## 本文抜粋:

# # # #

米トランプ政権の離脱宣言後も続くパリ協定体制

 

WWFジャパン

気候変動・エネルギーグループ長

山岸 尚之

 

■トランプ大統領による背信的パリ協定離脱宣言

 

 半ば予想していたことではありつつも、2017年6月1日(日本時間の2日未明)に発表された米トランプ政権のパリ協定離脱宣言は、国際社会を失望させた。

 

 離脱を決定した事実そのものも大きな失望であったし、そのスピーチも「パリ協定はアメリカに不公平だ」と一方的な内容であった。長い交渉期間を経て、各国が互いに譲歩する中でようやくたどり着いたのがパリ協定であるという事実に対して、恐ろしいほどの無理解を示すスピーチで、国連交渉を長く見てきた人間からすると噴飯ものの内容であった。

 

 

■国際社会およびアメリカ国内の素早い反応

 

 しかし、国際社会の反応は早かった。フランス、ドイツ、イタリアはいち早く声明を出し、パリ協定の支持と、同協定の再交渉はありえないとする声明ですぐに反発を行った。中国、インドも続き、日本も、控えめな表現ではありつつも、「失望」を表現した。

 

 さらに大きかったのが、足元のアメリカでの反応だった。カリフォルニア州、ニューヨーク州、ワシントン州の州知事たちが、いち早くパリ協定支持を打ち出し、ロサンジェルス市、ボストン市などの都市レベルでも合同で支持宣言が出された。 こうした流れは、2017年6月5日には、「We Are Still In(私たちはそれでもとどまる)*1」という、1200を超える州、都市、企業、大学による連盟での国際社会に対する共同書簡へと発展していった(参加主体はその後も増え、現在は1600を超えている)。  

 

 結果として、米「政権」の意思はともかく、アメリカ国内も含め、国際社会の圧倒的なパリ協定支持が、以前より明確に示される結果となった。

# # # #

## 指示:
上の本文抜粋のうち、「半ば予想していたことではあり」から「ると噴飯ものの内容であった。」までの部分を一字一句そのまま書き写してください。

## 記録データ:
# # # #

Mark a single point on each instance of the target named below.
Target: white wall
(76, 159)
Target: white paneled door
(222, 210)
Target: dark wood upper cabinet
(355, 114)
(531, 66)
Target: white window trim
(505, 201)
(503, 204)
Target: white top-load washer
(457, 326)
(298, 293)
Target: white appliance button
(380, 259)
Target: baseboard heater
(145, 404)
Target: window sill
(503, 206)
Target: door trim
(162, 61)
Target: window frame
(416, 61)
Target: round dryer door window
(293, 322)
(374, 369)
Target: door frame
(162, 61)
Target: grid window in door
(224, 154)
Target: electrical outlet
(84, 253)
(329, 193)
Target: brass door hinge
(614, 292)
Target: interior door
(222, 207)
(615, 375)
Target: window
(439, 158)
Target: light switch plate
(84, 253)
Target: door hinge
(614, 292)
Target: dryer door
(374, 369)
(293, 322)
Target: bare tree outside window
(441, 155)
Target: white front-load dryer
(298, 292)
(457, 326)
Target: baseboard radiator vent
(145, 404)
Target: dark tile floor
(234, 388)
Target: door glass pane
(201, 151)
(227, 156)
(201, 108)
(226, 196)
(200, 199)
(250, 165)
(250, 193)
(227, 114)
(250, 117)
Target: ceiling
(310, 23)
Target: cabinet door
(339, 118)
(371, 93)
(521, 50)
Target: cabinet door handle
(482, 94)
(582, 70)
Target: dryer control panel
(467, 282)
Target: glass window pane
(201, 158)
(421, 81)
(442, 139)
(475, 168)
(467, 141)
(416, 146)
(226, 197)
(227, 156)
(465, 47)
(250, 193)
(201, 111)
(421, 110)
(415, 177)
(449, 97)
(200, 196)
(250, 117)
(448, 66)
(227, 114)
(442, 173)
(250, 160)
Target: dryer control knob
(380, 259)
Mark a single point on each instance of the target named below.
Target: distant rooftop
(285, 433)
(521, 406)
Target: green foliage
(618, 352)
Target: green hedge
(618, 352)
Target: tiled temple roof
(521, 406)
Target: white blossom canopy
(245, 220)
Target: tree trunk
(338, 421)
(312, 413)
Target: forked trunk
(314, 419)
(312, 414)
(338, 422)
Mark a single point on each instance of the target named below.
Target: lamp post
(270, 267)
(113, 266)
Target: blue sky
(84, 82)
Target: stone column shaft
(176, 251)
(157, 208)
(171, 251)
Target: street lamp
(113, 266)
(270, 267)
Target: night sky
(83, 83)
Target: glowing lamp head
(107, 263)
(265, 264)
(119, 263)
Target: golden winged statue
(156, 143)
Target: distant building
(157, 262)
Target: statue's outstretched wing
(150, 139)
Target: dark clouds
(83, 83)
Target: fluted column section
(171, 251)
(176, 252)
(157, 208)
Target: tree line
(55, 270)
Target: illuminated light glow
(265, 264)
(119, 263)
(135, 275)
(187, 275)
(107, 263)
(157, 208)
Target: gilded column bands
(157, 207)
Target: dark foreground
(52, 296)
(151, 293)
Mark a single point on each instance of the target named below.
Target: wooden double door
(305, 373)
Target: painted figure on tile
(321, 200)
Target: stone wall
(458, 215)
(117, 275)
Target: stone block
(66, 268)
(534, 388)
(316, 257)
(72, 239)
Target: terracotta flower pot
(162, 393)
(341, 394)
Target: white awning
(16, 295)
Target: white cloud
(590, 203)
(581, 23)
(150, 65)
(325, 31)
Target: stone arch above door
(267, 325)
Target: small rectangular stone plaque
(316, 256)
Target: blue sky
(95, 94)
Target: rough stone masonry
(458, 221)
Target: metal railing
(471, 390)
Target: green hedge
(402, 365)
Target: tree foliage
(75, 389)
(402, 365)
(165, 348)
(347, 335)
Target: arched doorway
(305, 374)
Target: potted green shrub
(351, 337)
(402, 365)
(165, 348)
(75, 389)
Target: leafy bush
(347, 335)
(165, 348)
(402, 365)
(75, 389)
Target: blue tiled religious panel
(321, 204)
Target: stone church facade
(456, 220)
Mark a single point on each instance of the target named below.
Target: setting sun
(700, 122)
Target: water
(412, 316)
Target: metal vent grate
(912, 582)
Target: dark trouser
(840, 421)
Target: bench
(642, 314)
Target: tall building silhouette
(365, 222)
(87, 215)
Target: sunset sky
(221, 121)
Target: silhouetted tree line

# # # #

## 課題の回答:
半ば予想していたことではありつつも、2017年6月1日(日本時間の2日未明)に発表された米トランプ政権のパリ協定離脱宣言は、国際社会を失望させた。

 

 離脱を決定した事実そのものも大きな失望であったし、そのスピーチも「パリ協定はアメリカに不公平だ」と一方的な内容であった。長い交渉期間を経て、各国が互いに譲歩する中でようやくたどり着いたのがパリ協定であるという事実に対して、恐ろしいほどの無理解を示すスピーチで、国連交渉を長く見てきた人間からすると噴飯ものの内容であった。